• SUPPLIED INFORMATION

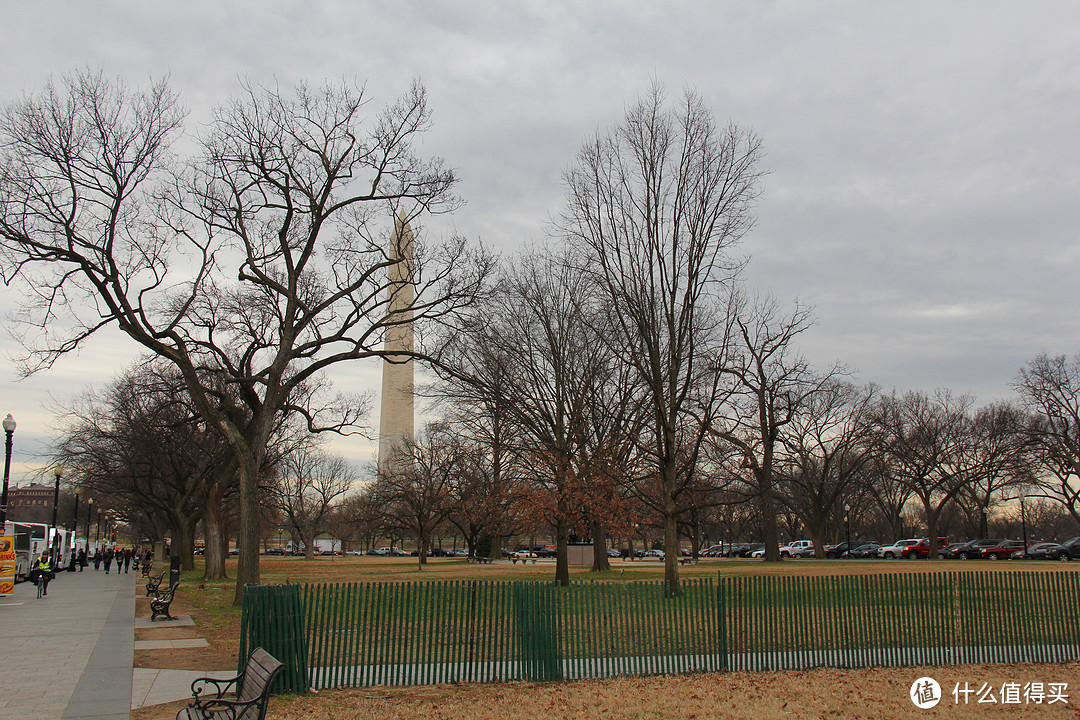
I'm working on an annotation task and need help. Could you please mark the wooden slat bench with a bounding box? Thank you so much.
[177,647,285,720]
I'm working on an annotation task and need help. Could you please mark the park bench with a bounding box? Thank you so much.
[140,560,153,578]
[146,571,166,597]
[678,557,698,566]
[150,583,179,622]
[177,647,285,720]
[510,557,537,565]
[467,556,493,564]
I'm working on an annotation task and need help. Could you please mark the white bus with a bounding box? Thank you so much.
[2,522,75,578]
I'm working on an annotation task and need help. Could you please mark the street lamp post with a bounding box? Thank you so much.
[51,468,62,539]
[1019,492,1029,558]
[844,503,851,557]
[95,509,102,543]
[85,498,93,546]
[72,492,80,532]
[1,414,15,525]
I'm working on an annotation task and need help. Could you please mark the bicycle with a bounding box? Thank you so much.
[36,572,46,598]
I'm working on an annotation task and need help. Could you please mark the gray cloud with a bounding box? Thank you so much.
[2,1,1078,466]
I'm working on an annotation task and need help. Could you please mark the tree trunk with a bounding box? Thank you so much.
[590,519,610,572]
[925,502,941,559]
[760,484,782,562]
[233,456,262,605]
[171,517,192,571]
[807,512,827,558]
[182,518,198,571]
[661,454,682,596]
[203,482,227,580]
[663,500,680,597]
[554,514,570,587]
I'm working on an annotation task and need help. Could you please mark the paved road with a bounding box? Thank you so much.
[0,565,134,720]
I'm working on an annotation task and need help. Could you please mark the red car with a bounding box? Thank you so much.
[902,537,949,558]
[979,540,1028,559]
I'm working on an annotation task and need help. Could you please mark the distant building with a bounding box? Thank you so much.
[6,482,54,523]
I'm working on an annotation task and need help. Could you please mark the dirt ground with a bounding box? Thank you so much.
[132,558,1080,720]
[132,662,1080,720]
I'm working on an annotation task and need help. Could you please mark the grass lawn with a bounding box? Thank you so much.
[131,557,1080,720]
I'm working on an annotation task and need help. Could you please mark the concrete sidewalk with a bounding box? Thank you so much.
[0,565,134,720]
[129,613,234,710]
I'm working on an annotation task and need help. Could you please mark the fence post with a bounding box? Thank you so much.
[715,574,729,671]
[239,583,310,694]
[513,582,562,681]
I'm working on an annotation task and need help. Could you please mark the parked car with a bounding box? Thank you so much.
[979,540,1028,559]
[877,539,920,559]
[1012,542,1066,560]
[644,549,665,558]
[737,543,765,558]
[1059,537,1080,560]
[779,540,815,558]
[948,538,1004,559]
[370,546,409,556]
[825,542,851,559]
[942,542,968,559]
[902,537,949,559]
[844,543,881,558]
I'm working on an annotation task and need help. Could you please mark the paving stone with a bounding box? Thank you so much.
[135,638,209,650]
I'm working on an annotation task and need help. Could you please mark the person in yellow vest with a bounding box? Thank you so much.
[32,553,54,595]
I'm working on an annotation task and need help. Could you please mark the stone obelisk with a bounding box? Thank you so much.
[377,213,415,477]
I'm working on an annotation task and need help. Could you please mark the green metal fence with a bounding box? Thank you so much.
[240,571,1080,694]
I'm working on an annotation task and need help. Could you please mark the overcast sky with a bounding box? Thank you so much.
[2,1,1078,481]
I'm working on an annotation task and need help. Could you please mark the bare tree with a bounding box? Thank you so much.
[431,322,524,560]
[861,454,912,541]
[469,248,624,585]
[54,363,233,571]
[1014,353,1080,527]
[872,390,974,558]
[776,381,876,557]
[560,83,763,594]
[957,402,1034,536]
[0,70,488,602]
[335,490,385,553]
[272,449,353,560]
[375,423,459,567]
[709,293,827,561]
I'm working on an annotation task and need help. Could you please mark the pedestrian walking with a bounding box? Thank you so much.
[103,547,113,574]
[77,548,87,571]
[123,548,132,574]
[92,548,101,570]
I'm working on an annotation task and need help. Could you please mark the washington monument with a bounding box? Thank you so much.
[377,213,415,477]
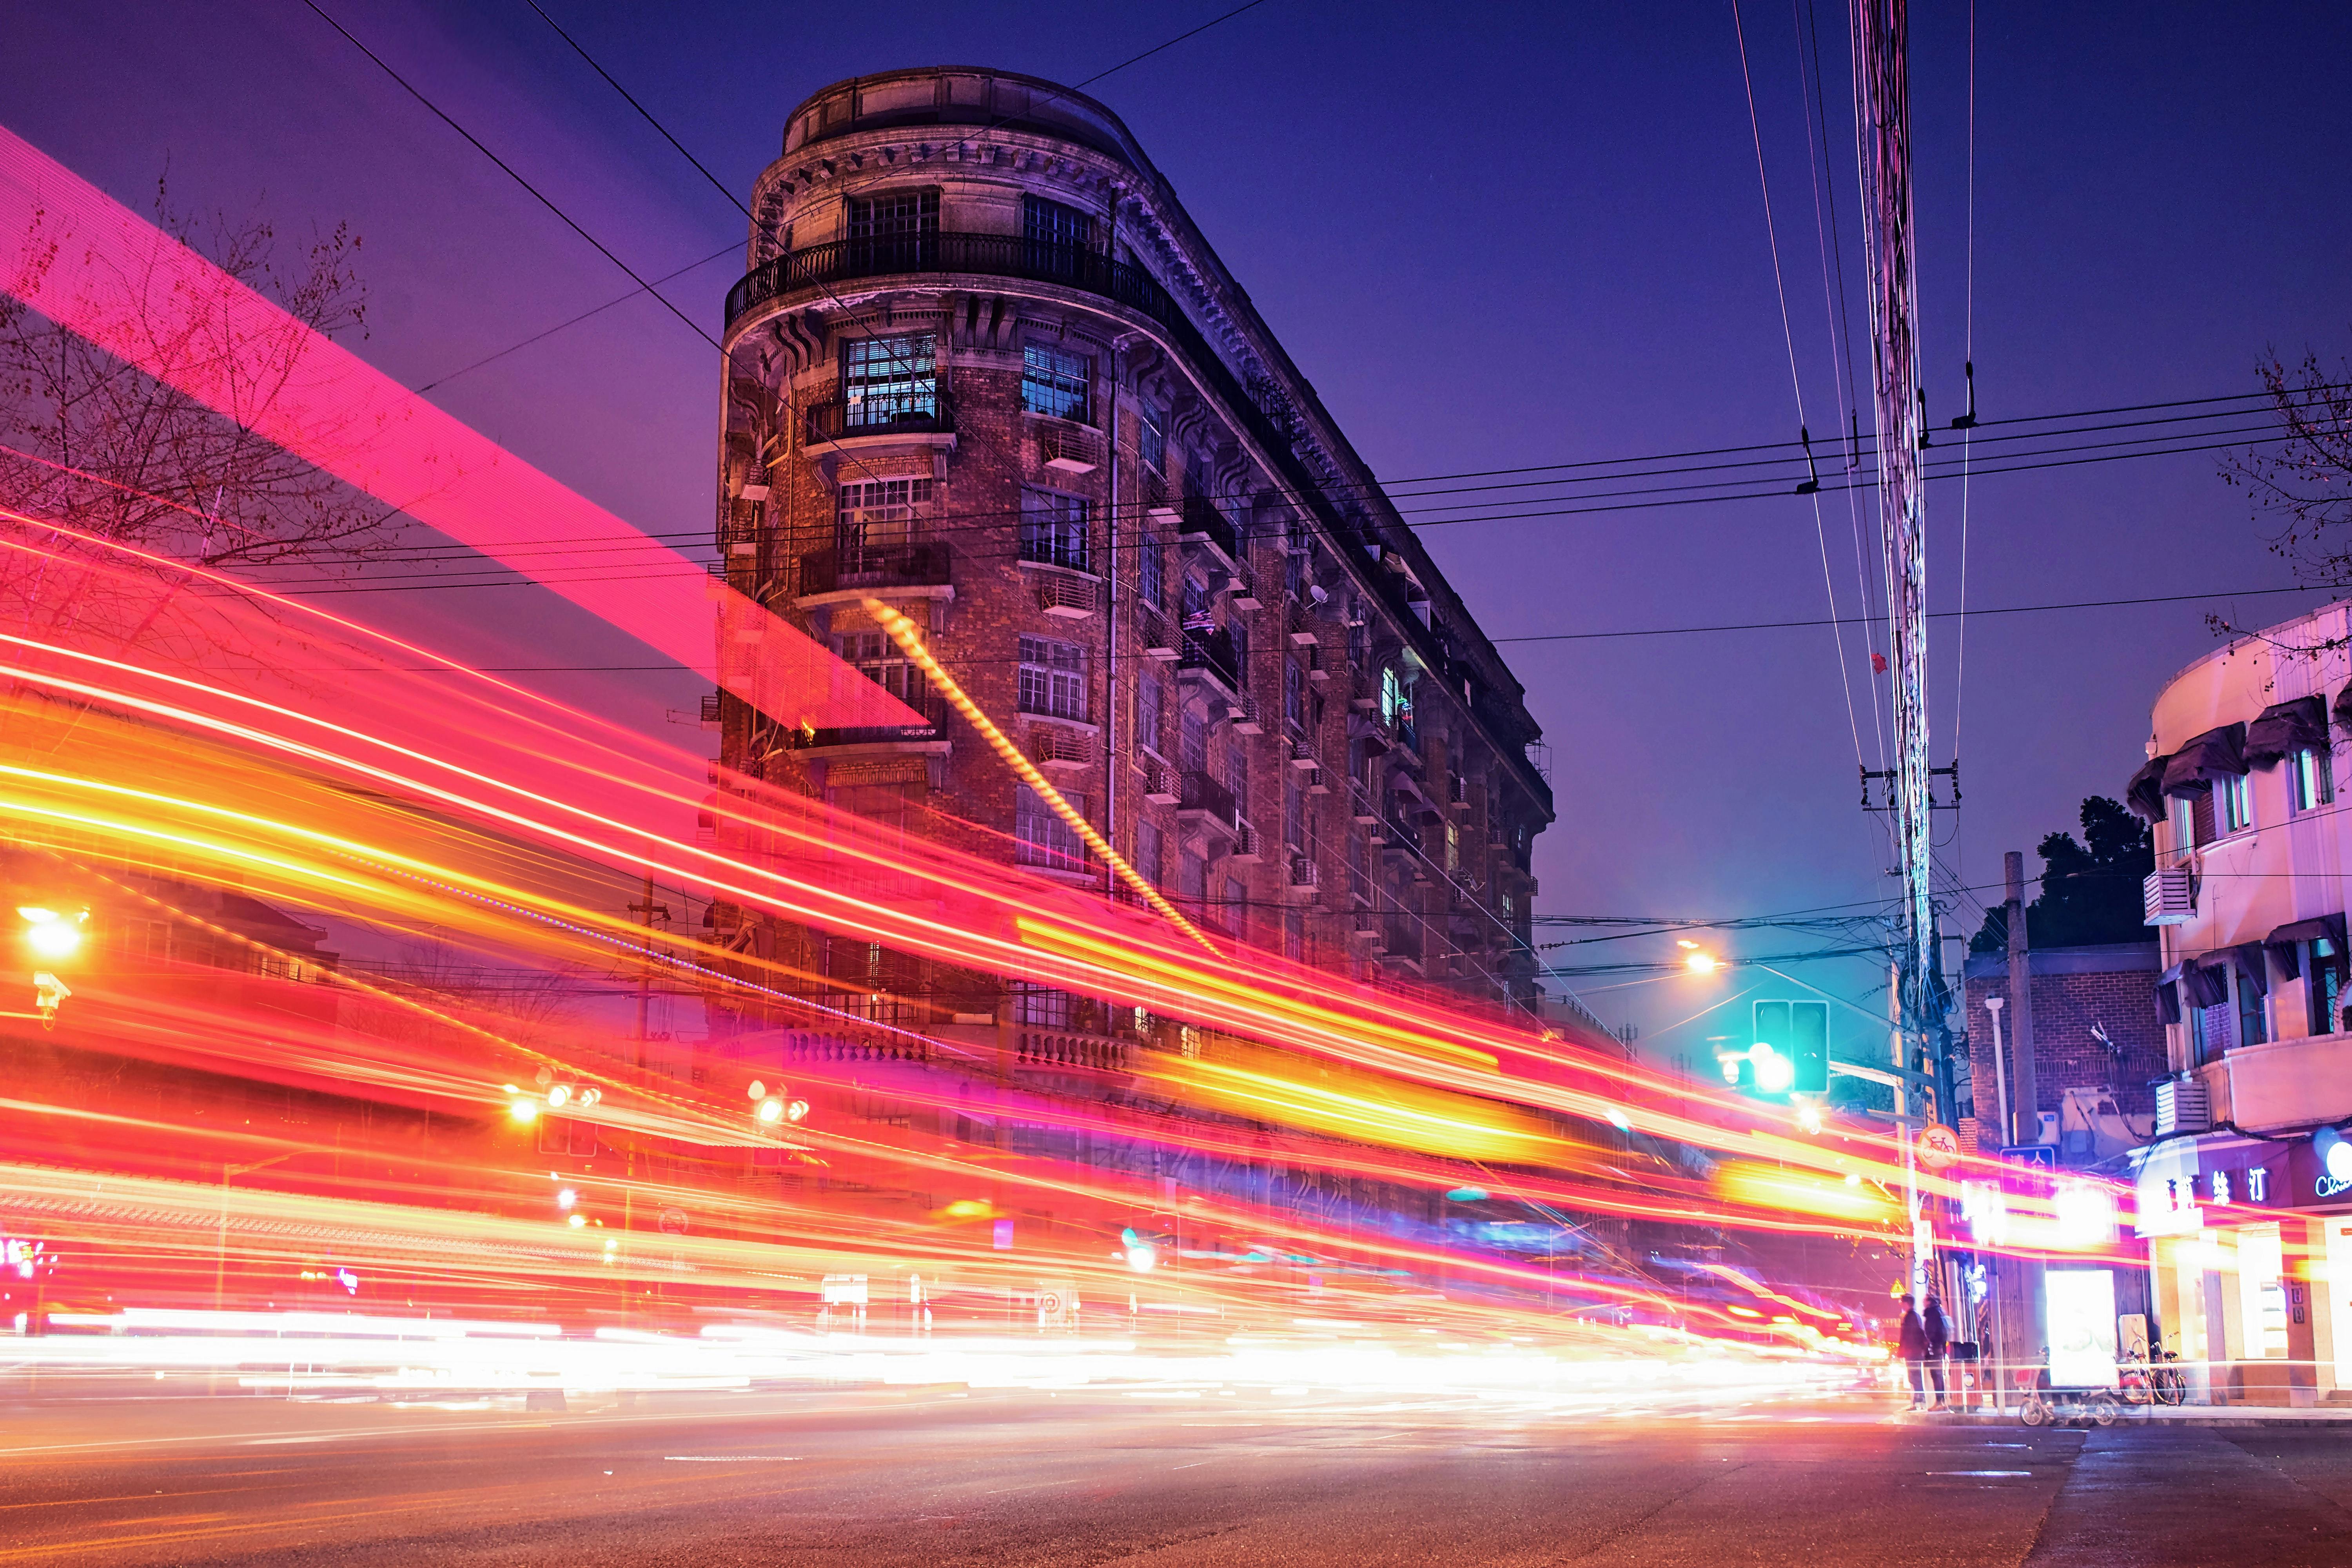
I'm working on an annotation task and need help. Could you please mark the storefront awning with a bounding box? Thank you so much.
[2125,754,2171,822]
[2245,695,2328,764]
[2267,913,2349,980]
[2181,962,2230,1010]
[2153,976,2182,1026]
[2160,724,2247,798]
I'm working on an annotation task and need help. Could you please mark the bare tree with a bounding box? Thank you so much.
[0,174,397,577]
[2222,345,2352,586]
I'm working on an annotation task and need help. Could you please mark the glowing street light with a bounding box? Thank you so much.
[1677,940,1720,975]
[17,906,84,960]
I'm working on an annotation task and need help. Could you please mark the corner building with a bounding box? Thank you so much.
[712,69,1553,1009]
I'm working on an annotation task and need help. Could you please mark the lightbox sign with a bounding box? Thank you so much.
[2046,1269,2119,1389]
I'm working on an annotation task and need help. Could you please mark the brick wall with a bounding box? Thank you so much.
[1960,945,2165,1151]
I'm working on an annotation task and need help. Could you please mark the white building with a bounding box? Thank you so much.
[2128,597,2352,1404]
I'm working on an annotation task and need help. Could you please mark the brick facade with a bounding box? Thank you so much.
[1958,943,2164,1153]
[710,68,1554,1023]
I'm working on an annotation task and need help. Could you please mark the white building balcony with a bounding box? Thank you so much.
[2197,1030,2352,1134]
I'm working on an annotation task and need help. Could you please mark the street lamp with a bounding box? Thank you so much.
[1678,940,1719,974]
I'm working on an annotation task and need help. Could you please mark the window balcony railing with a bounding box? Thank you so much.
[807,391,955,444]
[1019,537,1092,574]
[778,689,946,751]
[1176,628,1240,695]
[1176,770,1240,835]
[1176,495,1240,564]
[798,542,951,597]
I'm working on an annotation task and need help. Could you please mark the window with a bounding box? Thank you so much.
[1011,981,1072,1027]
[1380,666,1402,726]
[1445,821,1460,873]
[841,334,936,428]
[1018,635,1088,721]
[1284,779,1306,851]
[1024,194,1093,248]
[1137,672,1165,755]
[1135,818,1163,887]
[1284,658,1307,732]
[835,477,934,552]
[1222,876,1247,933]
[1225,742,1249,823]
[1283,909,1305,964]
[833,630,928,708]
[1180,574,1210,630]
[1020,487,1091,571]
[2219,772,2253,835]
[847,189,938,241]
[1348,830,1369,903]
[1179,848,1206,902]
[2309,938,2345,1038]
[2295,747,2336,813]
[2188,999,2210,1063]
[1139,401,1167,474]
[1022,342,1091,423]
[1180,710,1207,774]
[2236,964,2267,1049]
[1138,533,1165,611]
[1015,784,1088,872]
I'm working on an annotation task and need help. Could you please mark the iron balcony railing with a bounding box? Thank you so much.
[1176,495,1240,562]
[807,391,955,443]
[798,542,951,597]
[1176,769,1240,833]
[779,688,946,751]
[1176,628,1240,694]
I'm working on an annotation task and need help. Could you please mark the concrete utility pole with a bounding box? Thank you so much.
[2003,849,2036,1147]
[1853,0,1938,1101]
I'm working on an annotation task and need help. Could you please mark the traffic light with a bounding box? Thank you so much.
[1744,1000,1831,1098]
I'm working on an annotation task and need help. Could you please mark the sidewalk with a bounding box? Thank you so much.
[1896,1402,2352,1427]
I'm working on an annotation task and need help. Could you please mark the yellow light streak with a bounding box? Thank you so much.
[862,599,1217,954]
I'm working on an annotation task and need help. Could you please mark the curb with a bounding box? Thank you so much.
[1895,1408,2352,1428]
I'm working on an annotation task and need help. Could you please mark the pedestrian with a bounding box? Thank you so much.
[1895,1293,1929,1410]
[1921,1291,1950,1411]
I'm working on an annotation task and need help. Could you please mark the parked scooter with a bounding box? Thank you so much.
[2014,1350,2122,1427]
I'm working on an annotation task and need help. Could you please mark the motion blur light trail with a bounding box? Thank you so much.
[0,124,2148,1404]
[0,123,909,736]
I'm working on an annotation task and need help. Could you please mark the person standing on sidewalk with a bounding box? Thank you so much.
[1921,1291,1951,1410]
[1896,1294,1930,1410]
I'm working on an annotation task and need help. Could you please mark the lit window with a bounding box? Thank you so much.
[1022,343,1091,423]
[840,334,935,428]
[1017,635,1088,721]
[1380,666,1402,726]
[1019,487,1090,571]
[2294,746,2336,812]
[832,630,928,708]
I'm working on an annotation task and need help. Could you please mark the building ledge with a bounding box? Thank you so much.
[796,584,956,612]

• AIM OF THE TASK
Exact copies of the lines from the one containing "the parked scooter" through the end of the listing, both included, are the only thing wanted.

• RESULT OF THIS TASK
I'm working on an annotation task and need help. Could you please mark the parked scooter with a bounding box? Thank you so much.
[2014,1350,2122,1427]
I'm working on an annotation task and need help. Could you please mark the motion blur light trail with a bounding box? Thank you so much.
[0,124,2148,1404]
[0,123,909,736]
I'm working on an annotation task and need help. Could you please mark the person standing on sidewalk with a bounding box? Thank you so much.
[1921,1291,1951,1410]
[1896,1294,1930,1410]
I'm working on an annotation task and need help. Could you please mark the lit window with a bounding box? Thank you so much.
[1022,343,1091,423]
[840,334,935,428]
[1017,635,1088,721]
[1380,666,1402,726]
[1019,487,1090,571]
[2294,746,2336,812]
[832,630,928,708]
I'm working on an annotation task and need help. Could you please mark the building ledge with a bounding box? Thank you so much.
[796,584,956,612]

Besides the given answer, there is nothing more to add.